Stated goal :: Render the entries as a JSON array of strings, one string per line and no blank lines, from the start of the entries up to and including the line containing "M 21 368 L 0 370 L 0 398 L 23 398 Z".

Supplied records ::
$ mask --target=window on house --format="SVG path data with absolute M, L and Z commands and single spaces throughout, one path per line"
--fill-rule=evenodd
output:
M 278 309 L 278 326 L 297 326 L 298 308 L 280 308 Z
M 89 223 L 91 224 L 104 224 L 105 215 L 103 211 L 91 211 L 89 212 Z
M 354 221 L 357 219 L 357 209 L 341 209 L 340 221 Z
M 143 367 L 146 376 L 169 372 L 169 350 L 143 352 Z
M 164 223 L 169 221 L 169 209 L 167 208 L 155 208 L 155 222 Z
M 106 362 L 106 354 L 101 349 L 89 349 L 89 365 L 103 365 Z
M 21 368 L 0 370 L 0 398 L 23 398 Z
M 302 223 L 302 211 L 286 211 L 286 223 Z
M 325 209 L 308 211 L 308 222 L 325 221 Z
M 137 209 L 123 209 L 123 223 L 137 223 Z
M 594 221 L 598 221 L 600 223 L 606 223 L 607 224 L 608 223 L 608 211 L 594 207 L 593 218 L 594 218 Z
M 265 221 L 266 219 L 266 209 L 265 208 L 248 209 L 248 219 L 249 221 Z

The answer ::
[
  "$ mask --target=window on house --format=\"SVG path data with absolute M, L and Z commands and single spaces throughout, one path per line\"",
  "--fill-rule=evenodd",
  "output:",
  "M 278 309 L 278 326 L 297 326 L 298 308 L 280 308 Z",
  "M 89 223 L 91 224 L 104 224 L 105 215 L 103 211 L 91 211 L 89 212 Z",
  "M 354 221 L 357 219 L 357 209 L 341 209 L 340 221 Z",
  "M 143 367 L 146 376 L 169 372 L 169 350 L 143 352 Z",
  "M 164 223 L 169 221 L 169 209 L 167 208 L 155 208 L 155 222 Z",
  "M 106 362 L 106 354 L 101 349 L 89 349 L 89 365 L 103 365 Z",
  "M 21 368 L 0 370 L 0 398 L 23 398 Z"
]